(begin)
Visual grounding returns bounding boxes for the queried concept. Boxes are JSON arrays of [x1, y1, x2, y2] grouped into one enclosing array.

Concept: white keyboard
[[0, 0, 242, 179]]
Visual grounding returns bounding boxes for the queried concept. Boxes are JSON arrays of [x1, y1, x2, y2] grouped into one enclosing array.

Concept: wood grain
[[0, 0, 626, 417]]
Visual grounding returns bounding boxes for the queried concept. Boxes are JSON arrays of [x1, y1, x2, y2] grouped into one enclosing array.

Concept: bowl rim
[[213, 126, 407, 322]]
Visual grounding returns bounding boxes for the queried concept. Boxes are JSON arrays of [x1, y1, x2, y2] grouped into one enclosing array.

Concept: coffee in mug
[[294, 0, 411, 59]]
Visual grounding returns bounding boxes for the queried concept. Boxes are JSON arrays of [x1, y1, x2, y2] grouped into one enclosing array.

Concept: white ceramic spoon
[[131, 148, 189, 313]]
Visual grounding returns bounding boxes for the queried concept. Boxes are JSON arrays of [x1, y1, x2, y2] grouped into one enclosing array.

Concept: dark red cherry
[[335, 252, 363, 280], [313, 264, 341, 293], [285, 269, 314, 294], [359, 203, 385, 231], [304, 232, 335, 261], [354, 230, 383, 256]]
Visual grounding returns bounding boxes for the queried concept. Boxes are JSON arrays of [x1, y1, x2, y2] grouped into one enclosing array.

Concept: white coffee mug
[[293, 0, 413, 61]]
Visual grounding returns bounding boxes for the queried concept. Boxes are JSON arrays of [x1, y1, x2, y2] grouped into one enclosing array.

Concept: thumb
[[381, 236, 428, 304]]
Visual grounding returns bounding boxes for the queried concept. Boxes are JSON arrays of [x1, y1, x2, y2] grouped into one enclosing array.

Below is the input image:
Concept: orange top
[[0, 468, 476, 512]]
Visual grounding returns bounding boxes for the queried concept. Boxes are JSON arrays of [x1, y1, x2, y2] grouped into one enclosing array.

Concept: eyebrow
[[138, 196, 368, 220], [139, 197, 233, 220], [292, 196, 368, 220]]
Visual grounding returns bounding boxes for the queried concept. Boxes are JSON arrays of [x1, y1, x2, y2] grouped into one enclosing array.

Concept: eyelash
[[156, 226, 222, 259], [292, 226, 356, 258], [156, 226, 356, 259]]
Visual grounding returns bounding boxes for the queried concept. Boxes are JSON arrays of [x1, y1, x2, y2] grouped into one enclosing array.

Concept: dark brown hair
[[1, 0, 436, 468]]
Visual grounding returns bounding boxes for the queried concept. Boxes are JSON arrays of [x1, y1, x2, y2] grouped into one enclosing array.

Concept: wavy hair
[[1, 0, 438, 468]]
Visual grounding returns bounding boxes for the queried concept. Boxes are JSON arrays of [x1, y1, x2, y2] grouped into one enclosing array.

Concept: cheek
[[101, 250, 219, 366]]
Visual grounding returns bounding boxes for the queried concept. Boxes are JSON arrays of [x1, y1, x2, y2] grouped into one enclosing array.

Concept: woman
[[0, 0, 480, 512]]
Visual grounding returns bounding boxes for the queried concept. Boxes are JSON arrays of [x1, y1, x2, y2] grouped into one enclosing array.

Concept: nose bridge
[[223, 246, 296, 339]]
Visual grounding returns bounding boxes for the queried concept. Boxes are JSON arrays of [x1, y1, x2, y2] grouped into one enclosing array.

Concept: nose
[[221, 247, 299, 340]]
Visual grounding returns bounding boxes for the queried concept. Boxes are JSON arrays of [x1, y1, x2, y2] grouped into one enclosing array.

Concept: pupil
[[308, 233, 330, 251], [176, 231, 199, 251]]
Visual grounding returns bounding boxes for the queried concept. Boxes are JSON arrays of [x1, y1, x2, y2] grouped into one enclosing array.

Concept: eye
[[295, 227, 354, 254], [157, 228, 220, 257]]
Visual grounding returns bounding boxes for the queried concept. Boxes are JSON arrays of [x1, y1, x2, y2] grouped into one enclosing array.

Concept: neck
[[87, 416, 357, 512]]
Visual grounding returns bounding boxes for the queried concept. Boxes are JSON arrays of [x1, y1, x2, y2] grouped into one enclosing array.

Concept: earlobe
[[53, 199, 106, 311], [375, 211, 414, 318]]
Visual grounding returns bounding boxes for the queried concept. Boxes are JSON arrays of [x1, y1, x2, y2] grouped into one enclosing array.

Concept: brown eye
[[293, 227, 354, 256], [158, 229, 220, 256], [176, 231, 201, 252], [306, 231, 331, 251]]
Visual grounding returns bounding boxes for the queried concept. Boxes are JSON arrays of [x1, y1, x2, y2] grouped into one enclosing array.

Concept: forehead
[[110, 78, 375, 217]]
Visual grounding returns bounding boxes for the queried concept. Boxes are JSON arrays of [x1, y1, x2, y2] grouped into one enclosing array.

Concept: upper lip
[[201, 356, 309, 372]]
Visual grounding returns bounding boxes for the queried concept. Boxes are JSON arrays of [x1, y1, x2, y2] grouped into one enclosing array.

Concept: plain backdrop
(end)
WHAT IS EXPECTED: Recast every line of the entries above as a JSON list of strings, one string per line, with blank lines omitted.

WRITTEN RESPONSE:
[
  "Visual grounding returns bounding boxes for the queried concept. Boxes are JSON arrays of [x1, y1, x2, y2] grouped into one enclosing array.",
  "Concept: white keyboard",
  "[[0, 0, 242, 179]]",
  "Visual grounding returns bounding boxes for the queried concept. Boxes are JSON arrays of [x1, y1, x2, y2] grouped into one enclosing array.",
  "Concept: wood grain",
  "[[0, 0, 626, 417]]",
  "Visual grounding returns bounding boxes for the queried concept. Boxes are JSON arrays of [x1, y1, x2, y2] grouped into one enclosing array.",
  "Concept: bowl rim",
  "[[213, 126, 407, 322]]",
  "Visual grounding returns bounding boxes for the queried concept. Boxes are JSON arrays of [x1, y1, x2, y2] grouped into one enclosing array.",
  "Concept: coffee in mug",
  "[[294, 0, 411, 59]]",
  "Visual grounding returns bounding boxes for the queried concept. Boxes are JSON arrays of [x1, y1, x2, y2] grouped into one enclosing array.",
  "Concept: white ceramic spoon",
  "[[131, 148, 189, 313]]",
  "Visual grounding returns bounding boxes for the queried concept. Boxes are JSON arrays of [x1, y1, x2, y2] grouped into one enclosing array.",
  "Concept: dark red cherry",
  "[[335, 252, 363, 280], [313, 264, 341, 293], [285, 269, 314, 294], [359, 203, 385, 231], [304, 232, 335, 261], [354, 230, 383, 256]]",
  "Visual grounding returns bounding boxes for the queried concept. Boxes are JSON arrays of [x1, y1, x2, y2] grouped into one enclosing array.",
  "Concept: white coffee mug",
  "[[293, 0, 413, 61]]",
  "Visual grounding returns bounding boxes for the queried concept. Boxes are JSON arrays of [x1, y1, x2, y2] grouped into one enclosing array.",
  "Concept: thumb",
  "[[381, 236, 428, 304]]",
  "Visual grounding returns bounding boxes for the queried concept. Boxes are JSON arrays of [x1, y1, x2, y2] grouped into one enclosing array.",
  "Below is the input image:",
  "Concept: orange top",
  "[[0, 468, 476, 512]]",
  "Visual grounding returns bounding boxes for the queried concept. Boxes are JSON arrays of [x1, y1, x2, y2] grouped into one enclosing array.",
  "Concept: eyebrow",
  "[[138, 196, 368, 220], [139, 197, 233, 220], [292, 196, 368, 220]]",
  "Visual grounding returns bounding boxes for the queried concept. Boxes are JSON arrays of [x1, y1, x2, y2] grouped into one enclosing array.",
  "Concept: eyelash",
  "[[156, 226, 222, 259], [292, 226, 356, 258], [156, 226, 356, 259]]",
  "Visual grounding returns bounding boxes for the queried concept. Boxes are JSON arrays of [x1, y1, x2, y2] grouped into one enclosing array.",
  "Concept: dark brown hair",
  "[[1, 0, 436, 468]]",
  "Visual grounding returns bounding boxes for the queried concept. Boxes are JSON arrays of [x1, y1, x2, y2] grouped into one enclosing array.",
  "Concept: wavy hair",
  "[[1, 0, 438, 468]]",
  "Visual grounding returns bounding boxes for the queried concept. Boxes are JSON arrays of [x1, y1, x2, y2] grouped into one enclosing array.",
  "Concept: cheek",
  "[[101, 250, 219, 366]]",
  "Visual grounding returns bounding boxes for the queried concept. Boxes are JSON arrays of [x1, y1, x2, y2] grouped into one enclosing array.",
  "Concept: woman",
  "[[0, 0, 480, 512]]",
  "Visual grounding returns bounding boxes for the queried concept. Boxes are JSON arrays of [x1, y1, x2, y2] grouped into one enclosing array.",
  "Concept: nose bridge",
  "[[223, 246, 296, 339]]",
  "Visual grounding returns bounding boxes for the queried concept. Boxes are JSON arrays of [x1, y1, x2, y2] grouped into one enclosing array.",
  "Concept: nose",
  "[[221, 247, 299, 340]]",
  "Visual grounding returns bounding boxes for the queried concept. Boxes are JSON arrays of [x1, y1, x2, y2] grouped into one enclosing array.",
  "Concept: pupil",
  "[[308, 233, 330, 251], [176, 231, 199, 251]]",
  "Visual grounding returns bounding boxes for the queried concept. Boxes are JSON arrays of [x1, y1, x2, y2] grouped into one enclosing array.",
  "Concept: eye",
  "[[295, 227, 354, 254], [157, 228, 220, 257]]",
  "Visual grounding returns bounding boxes for the queried concept. Boxes are JSON arrays of [x1, y1, x2, y2] grouped into one enclosing array.",
  "Concept: neck",
  "[[87, 416, 357, 512]]",
  "Visual grounding returns bounding boxes for the queried concept. Boxes are JSON arrays of [x1, y1, x2, y2] grouped into one enclosing array.",
  "Concept: earlobe",
  "[[53, 199, 106, 311], [375, 211, 414, 318]]",
  "Visual grounding returns bounding boxes for the queried concept. Boxes are JSON arrays of [x1, y1, x2, y2] grouped into one enclosing array.",
  "Concept: brown eye",
  "[[293, 227, 354, 256], [158, 229, 220, 256], [176, 231, 201, 252], [306, 231, 331, 251]]",
  "Visual grounding returns bounding boxes for the queried concept. Boxes are JSON arrays of [x1, y1, x2, y2] grouped into one enclosing array.",
  "Concept: forehead",
  "[[110, 78, 375, 217]]",
  "Visual grounding returns bounding boxes for the queried concept. Boxes are JSON arrays of [x1, y1, x2, y2] grouped into one enclosing array.",
  "Concept: upper lip",
  "[[201, 356, 309, 372]]",
  "Visual grounding returns bounding boxes for the queried concept. Boxes are JSON arrays of [x1, y1, x2, y2] grouped into one enclosing array.",
  "Concept: plain backdrop"
]